> **Document text**
%%
Today was a beautiful day – it was warm and smelled like spring – do you know what I mean? The daffodils in the orchard had opened up, along with the grape hyacinths. Lots of buds on the apple, peach, pear, plum and nectarine trees. I just love all that new life waiting to burst forth!
There is nothing like a good cookie, don’t you agree? We serve a lot of them here – for tours and receptions, coffee hours, lunch desserts, to name a few; so I have found the recipes that work well in quantity and that I really like. And actually a lot of other people really like them, too. I have a weakness for white chocolate. I love other chocolate, too, but I really like white chocolate – and yes I know it’s not really even chocolate, but I do really like it! Anyway, I thought that it would be a great companion to cranberries – which are so Cape Cod – and pecans, so I started experimenting with recipes that would stand up to that threesome. Here is the result:
White Chocolate Cranberry Pecan Cookie
- Combine sugars, butter, shortening, salt, baking soda; cream together.
%%
> **Short exercise 1**
According to the cookie post, which flowers had opened up in the orchard?
> **Short exercise 2**
Write the next part of the cookie post, picking up after its last line.

> **Dataset content**
%%
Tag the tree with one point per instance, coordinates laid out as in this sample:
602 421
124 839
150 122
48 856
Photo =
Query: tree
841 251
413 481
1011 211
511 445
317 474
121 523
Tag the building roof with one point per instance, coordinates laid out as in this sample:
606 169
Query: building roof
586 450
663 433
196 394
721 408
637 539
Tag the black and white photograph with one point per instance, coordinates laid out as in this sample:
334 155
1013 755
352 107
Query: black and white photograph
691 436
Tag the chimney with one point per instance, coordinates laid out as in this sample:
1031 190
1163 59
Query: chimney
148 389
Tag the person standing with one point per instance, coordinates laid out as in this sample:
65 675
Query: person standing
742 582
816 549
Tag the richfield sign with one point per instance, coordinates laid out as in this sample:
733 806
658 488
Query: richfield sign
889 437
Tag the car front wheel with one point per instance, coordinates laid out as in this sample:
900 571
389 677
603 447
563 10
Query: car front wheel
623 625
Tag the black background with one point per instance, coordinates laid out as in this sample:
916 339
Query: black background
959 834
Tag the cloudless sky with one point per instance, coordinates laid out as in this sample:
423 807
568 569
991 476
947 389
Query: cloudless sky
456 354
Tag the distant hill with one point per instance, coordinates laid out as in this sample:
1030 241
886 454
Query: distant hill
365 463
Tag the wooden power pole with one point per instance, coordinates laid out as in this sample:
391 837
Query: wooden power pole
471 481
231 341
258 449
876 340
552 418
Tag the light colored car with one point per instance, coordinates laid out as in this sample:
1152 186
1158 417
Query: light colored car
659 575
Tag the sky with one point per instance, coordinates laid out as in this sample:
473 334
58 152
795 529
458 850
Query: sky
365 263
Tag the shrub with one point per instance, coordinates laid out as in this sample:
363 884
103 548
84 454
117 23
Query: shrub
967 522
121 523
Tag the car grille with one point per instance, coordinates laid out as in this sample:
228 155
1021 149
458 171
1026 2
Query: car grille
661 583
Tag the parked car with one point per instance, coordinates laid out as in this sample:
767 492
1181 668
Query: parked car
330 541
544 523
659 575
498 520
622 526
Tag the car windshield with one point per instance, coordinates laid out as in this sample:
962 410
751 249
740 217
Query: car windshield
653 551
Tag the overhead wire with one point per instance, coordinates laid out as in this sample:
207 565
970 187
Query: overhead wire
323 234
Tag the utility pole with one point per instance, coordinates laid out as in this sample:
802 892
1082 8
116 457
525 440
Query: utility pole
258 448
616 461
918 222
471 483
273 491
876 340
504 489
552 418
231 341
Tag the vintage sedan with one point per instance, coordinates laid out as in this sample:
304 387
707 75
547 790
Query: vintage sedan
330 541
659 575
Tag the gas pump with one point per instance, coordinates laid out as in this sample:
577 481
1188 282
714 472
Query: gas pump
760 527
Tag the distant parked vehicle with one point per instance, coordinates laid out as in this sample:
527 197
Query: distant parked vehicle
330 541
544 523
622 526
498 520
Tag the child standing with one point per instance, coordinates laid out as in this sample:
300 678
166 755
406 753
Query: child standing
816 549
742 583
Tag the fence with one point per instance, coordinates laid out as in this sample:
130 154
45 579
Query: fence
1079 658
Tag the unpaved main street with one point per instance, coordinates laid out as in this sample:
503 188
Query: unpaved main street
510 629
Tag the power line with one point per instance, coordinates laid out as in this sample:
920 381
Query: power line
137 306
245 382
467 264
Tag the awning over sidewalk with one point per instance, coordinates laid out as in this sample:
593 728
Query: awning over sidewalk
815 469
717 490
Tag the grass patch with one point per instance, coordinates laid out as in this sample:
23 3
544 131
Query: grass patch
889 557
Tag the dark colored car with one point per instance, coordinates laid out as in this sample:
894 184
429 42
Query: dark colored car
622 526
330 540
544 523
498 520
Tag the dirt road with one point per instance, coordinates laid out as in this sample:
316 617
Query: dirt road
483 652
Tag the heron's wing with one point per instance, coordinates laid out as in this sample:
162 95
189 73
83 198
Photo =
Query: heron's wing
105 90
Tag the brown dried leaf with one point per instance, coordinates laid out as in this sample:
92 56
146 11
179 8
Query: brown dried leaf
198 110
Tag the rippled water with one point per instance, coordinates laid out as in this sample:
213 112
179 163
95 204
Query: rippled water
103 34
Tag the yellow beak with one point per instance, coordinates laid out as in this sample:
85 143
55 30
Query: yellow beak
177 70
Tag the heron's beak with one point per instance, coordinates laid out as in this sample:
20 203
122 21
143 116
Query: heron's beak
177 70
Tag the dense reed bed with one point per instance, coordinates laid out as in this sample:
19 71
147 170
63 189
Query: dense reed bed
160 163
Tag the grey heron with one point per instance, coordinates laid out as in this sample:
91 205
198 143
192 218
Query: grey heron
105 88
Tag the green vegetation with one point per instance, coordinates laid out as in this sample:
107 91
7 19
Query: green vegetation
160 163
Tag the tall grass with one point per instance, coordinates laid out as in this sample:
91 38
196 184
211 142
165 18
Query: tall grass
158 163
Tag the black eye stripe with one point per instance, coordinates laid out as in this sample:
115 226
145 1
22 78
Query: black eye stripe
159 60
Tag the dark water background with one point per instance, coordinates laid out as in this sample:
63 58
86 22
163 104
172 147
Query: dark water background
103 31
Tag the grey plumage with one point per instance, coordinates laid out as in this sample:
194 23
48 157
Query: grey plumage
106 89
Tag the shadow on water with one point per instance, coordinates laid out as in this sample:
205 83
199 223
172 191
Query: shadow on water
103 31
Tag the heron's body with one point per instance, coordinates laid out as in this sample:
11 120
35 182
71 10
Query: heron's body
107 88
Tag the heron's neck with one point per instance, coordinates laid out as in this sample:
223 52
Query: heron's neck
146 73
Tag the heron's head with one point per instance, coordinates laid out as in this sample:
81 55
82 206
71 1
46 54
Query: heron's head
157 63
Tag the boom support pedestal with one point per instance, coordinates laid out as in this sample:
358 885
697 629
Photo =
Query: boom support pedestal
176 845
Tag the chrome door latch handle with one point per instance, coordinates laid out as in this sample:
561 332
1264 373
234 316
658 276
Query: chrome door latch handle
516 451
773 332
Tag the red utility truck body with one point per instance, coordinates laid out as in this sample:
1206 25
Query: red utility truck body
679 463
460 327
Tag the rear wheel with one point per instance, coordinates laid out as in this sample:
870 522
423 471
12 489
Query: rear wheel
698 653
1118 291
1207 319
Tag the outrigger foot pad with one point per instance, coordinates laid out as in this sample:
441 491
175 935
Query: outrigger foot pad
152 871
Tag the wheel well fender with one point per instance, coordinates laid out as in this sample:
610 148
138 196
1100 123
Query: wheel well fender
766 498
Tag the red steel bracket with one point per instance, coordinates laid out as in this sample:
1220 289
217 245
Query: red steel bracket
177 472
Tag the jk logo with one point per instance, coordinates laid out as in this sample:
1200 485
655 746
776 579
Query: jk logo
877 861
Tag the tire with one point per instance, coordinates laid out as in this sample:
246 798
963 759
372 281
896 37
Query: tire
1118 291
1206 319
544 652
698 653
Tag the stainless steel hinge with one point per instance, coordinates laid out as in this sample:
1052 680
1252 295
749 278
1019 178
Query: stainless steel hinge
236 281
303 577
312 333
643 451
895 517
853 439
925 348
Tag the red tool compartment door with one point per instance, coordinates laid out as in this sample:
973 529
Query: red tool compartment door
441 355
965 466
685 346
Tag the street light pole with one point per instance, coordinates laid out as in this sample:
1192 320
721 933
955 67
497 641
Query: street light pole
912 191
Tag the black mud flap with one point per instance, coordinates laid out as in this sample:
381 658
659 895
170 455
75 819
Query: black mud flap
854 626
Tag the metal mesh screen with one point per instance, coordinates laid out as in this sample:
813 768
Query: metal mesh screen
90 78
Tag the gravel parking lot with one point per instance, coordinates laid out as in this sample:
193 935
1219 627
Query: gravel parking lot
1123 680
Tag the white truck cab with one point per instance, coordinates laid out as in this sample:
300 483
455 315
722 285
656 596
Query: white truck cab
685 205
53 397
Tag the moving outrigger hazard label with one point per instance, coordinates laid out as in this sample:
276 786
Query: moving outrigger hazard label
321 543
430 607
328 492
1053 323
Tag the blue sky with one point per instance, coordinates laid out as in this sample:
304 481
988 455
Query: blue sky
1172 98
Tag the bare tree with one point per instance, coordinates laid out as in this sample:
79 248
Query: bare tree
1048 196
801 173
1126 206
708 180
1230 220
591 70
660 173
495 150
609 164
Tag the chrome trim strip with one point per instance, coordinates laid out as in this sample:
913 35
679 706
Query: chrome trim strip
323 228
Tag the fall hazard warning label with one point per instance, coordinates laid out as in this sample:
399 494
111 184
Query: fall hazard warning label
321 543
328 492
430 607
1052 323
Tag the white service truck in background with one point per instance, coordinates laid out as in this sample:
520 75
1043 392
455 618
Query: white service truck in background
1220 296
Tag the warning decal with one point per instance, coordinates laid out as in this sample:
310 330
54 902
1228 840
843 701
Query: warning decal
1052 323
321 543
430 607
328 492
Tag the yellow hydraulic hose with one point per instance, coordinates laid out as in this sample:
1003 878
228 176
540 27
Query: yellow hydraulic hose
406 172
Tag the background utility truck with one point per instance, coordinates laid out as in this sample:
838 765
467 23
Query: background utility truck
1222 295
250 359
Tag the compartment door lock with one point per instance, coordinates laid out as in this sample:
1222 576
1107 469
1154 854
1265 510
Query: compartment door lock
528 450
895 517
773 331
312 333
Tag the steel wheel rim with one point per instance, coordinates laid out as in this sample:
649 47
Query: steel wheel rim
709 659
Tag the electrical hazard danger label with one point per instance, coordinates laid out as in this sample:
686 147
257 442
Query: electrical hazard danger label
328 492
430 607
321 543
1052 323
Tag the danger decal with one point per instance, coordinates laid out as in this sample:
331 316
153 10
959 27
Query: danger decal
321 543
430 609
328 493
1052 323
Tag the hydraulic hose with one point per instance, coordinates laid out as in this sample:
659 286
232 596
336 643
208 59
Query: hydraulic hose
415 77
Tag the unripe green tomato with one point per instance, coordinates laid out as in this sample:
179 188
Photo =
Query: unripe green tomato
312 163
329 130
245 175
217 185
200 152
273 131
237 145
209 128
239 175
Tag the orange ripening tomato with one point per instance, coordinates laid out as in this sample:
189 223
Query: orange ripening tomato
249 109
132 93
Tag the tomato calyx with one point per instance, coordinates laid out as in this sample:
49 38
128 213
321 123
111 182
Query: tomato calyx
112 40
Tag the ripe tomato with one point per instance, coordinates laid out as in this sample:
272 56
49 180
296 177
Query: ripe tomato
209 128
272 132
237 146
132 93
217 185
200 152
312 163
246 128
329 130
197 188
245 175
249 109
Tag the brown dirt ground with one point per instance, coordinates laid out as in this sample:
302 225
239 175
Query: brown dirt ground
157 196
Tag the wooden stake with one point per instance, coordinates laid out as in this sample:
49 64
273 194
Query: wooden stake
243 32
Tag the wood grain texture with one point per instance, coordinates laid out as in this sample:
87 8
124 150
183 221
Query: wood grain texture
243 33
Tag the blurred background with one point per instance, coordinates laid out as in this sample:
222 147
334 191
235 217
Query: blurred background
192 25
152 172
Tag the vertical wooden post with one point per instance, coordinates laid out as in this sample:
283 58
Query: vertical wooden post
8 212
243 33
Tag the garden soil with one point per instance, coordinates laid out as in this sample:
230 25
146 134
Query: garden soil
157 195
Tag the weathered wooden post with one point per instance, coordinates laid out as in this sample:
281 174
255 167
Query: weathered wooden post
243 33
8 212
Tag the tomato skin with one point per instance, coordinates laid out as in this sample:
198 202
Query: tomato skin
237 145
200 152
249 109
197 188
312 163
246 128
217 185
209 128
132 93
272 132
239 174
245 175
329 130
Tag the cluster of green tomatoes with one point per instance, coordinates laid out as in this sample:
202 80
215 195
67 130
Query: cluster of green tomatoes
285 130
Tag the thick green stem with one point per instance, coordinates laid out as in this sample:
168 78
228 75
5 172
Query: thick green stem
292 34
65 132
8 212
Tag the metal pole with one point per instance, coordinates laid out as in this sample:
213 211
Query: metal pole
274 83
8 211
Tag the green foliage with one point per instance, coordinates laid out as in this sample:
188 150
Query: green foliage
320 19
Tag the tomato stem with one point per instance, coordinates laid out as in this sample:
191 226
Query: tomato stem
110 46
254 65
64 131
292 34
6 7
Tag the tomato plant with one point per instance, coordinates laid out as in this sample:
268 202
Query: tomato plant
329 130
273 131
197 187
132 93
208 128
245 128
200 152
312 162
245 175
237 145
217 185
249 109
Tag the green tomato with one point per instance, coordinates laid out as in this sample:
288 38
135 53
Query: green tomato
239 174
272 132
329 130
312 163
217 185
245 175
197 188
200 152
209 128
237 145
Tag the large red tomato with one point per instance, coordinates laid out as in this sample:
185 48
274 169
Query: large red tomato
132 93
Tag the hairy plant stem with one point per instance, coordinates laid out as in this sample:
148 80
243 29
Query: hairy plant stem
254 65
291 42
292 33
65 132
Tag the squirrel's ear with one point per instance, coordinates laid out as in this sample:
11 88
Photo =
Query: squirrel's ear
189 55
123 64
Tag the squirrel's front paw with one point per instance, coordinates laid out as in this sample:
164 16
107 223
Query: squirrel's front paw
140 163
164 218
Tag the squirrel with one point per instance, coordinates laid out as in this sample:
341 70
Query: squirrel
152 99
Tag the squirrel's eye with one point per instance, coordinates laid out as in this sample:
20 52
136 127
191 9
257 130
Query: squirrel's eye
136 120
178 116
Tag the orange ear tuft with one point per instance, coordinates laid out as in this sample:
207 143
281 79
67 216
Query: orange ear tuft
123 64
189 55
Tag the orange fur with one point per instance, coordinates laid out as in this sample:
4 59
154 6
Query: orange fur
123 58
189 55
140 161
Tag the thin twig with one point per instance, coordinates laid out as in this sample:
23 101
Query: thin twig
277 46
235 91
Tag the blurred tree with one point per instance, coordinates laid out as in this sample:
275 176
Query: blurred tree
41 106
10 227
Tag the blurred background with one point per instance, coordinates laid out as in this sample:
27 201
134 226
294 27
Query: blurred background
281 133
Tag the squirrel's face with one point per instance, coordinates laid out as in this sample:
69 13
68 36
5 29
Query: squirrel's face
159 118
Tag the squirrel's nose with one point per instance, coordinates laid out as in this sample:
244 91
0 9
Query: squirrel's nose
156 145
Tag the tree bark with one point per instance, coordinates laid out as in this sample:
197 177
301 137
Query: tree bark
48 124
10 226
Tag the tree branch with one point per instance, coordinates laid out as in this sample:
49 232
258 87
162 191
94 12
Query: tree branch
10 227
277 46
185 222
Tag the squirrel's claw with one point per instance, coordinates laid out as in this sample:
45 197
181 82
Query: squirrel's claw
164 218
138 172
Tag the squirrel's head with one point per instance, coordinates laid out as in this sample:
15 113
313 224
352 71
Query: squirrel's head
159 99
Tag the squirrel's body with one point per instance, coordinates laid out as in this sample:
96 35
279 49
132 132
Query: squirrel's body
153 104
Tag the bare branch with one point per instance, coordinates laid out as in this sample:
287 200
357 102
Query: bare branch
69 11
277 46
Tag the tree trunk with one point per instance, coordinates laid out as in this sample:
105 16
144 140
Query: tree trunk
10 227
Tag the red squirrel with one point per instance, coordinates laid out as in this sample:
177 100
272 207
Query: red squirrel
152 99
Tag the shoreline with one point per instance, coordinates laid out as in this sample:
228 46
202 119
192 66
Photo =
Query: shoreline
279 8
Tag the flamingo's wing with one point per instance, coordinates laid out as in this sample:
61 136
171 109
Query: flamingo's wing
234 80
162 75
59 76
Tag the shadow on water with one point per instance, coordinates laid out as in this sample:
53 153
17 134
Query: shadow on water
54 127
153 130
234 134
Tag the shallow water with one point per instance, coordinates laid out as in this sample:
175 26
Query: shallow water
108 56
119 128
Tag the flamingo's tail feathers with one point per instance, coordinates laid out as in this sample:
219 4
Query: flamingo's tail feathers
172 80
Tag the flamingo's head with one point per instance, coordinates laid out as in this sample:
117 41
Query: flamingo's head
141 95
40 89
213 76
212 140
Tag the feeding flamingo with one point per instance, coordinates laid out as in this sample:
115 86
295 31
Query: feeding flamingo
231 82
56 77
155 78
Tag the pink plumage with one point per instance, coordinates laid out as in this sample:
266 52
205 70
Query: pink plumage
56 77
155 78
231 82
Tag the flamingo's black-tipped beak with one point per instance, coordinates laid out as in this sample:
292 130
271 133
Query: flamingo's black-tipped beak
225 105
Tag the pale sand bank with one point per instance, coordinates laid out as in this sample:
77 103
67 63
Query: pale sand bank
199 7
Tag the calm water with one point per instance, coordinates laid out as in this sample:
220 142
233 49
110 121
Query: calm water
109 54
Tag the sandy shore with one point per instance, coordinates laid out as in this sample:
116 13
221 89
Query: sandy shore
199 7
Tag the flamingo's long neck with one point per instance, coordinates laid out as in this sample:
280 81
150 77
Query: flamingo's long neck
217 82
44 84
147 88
%%
> **Written answer 1**
The daffodils and the grape hyacinths.

> **Written answer 2**
- Add eggs slowly.
- Add flour.
- Mix until just combined; do not over mix.
- Add white chocolate chips, cranberries and nuts, mix just enough to combine.
- Drop by large tablespoonfuls ( I use a #40 ice cream scoop) onto a parchment lined or greased pan.
- Bake in a 350 degree oven for 15 to 17 minutes or until golden brown on the edges.